Find every line in the rows below that contains the word "green", treating uppercase and lowercase as different, and copy each such line.

====== MATERIAL TO PROCESS

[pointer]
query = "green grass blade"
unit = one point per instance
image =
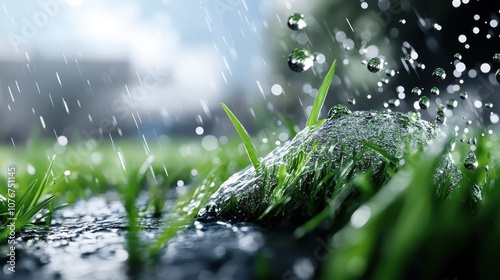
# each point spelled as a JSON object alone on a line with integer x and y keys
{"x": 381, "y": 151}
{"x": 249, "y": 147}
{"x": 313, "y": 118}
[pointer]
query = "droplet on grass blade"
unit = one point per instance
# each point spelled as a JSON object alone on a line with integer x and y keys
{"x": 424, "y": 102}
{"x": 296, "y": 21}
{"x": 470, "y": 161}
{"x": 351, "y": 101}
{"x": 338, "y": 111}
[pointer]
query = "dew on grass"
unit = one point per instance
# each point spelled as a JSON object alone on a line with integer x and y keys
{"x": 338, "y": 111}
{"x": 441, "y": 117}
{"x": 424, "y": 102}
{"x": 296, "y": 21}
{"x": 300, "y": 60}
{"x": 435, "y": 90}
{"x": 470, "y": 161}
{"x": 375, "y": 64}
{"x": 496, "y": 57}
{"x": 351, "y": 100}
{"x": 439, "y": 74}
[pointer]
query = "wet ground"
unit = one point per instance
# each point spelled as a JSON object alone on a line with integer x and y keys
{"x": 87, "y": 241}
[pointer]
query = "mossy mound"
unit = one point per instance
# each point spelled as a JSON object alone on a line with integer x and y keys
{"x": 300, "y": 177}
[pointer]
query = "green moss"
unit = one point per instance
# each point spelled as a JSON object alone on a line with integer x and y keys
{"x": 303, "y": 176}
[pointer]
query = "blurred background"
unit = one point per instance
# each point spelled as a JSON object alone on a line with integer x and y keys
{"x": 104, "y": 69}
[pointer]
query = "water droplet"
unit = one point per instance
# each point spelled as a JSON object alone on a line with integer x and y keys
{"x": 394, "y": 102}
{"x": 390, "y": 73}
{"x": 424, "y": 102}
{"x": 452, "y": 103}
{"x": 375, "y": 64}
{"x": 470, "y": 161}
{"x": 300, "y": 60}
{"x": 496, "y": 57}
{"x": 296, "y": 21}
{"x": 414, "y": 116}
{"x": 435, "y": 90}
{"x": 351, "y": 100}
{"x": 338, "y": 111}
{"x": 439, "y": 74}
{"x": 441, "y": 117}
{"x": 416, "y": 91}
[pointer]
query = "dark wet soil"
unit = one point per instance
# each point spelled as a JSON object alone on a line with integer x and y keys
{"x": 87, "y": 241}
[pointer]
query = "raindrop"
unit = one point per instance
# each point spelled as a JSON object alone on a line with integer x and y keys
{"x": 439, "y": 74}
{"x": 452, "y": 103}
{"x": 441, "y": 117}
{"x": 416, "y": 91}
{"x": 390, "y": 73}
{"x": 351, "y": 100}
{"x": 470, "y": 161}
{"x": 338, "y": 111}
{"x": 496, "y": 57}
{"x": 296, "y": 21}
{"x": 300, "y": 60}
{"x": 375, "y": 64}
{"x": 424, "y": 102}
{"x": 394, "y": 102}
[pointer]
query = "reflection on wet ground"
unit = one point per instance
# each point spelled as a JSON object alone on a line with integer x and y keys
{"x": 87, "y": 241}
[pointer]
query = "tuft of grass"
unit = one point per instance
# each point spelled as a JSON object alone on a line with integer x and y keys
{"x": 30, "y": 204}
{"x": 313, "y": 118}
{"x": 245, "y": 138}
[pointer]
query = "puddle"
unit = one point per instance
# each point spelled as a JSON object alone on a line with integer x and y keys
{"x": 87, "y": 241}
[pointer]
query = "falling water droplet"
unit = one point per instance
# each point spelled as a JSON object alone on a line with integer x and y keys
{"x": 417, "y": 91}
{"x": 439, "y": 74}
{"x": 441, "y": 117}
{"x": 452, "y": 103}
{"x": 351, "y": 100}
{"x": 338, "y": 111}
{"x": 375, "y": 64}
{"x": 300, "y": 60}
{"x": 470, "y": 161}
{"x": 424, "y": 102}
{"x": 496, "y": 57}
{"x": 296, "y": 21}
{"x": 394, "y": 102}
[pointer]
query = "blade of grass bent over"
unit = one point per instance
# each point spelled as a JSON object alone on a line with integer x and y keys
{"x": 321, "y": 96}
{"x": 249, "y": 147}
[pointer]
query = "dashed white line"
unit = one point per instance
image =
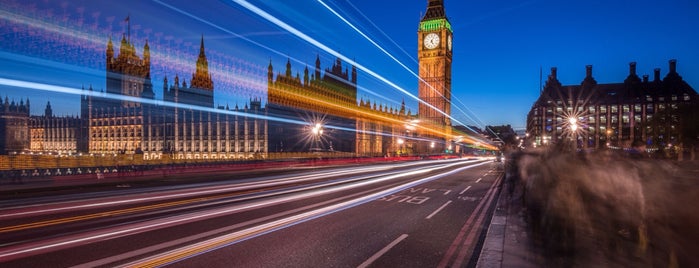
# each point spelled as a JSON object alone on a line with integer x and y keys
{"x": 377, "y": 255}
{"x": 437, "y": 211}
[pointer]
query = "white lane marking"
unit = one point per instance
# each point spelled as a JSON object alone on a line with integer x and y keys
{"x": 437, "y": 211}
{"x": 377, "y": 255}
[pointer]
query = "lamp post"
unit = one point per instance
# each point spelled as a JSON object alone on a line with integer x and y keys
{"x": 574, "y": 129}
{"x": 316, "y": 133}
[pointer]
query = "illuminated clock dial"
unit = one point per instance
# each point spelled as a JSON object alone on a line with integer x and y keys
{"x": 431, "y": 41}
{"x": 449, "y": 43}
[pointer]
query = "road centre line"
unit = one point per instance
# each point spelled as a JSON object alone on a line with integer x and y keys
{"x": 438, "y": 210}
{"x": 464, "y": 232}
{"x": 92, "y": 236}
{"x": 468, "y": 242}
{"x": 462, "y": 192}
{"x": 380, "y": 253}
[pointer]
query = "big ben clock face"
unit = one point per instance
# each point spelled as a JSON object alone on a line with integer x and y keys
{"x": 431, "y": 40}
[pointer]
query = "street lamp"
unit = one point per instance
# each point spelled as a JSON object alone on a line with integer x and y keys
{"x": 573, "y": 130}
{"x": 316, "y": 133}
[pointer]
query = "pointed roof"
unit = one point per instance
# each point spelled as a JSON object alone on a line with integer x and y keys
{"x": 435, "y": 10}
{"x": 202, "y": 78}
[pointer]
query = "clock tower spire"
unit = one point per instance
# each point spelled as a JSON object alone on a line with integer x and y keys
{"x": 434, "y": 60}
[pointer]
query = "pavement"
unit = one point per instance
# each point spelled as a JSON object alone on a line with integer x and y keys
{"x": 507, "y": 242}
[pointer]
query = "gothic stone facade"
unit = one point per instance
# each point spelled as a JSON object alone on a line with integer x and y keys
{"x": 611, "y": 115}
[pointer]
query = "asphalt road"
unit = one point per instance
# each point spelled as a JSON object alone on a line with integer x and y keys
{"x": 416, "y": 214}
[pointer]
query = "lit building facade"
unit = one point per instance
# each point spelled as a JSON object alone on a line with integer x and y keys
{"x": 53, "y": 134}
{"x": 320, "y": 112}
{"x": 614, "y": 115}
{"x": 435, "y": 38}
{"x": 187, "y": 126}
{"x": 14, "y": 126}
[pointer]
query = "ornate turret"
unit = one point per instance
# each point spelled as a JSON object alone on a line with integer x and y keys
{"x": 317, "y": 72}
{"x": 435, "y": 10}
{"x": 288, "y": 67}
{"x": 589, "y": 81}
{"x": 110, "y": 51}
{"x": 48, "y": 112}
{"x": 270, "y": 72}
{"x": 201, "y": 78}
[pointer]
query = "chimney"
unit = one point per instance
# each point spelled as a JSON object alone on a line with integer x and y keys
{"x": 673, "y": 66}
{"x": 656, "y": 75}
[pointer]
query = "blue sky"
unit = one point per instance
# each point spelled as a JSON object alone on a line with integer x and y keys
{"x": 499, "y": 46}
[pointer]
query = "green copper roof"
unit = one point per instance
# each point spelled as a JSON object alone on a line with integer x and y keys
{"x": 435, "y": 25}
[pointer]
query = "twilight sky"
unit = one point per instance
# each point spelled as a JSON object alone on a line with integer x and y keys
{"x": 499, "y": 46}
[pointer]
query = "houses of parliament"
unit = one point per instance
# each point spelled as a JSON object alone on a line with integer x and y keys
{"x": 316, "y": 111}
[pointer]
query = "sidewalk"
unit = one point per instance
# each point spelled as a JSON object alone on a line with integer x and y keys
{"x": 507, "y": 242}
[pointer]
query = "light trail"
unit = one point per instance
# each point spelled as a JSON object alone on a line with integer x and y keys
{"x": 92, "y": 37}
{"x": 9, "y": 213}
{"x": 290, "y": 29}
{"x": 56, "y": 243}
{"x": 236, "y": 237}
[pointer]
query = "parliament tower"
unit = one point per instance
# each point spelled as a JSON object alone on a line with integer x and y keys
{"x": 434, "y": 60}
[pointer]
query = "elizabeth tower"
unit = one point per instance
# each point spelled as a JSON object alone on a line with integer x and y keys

============

ANSWER TO THE EXERCISE >>
query = "green grass blade"
query = "green moss"
query = "green copper roof"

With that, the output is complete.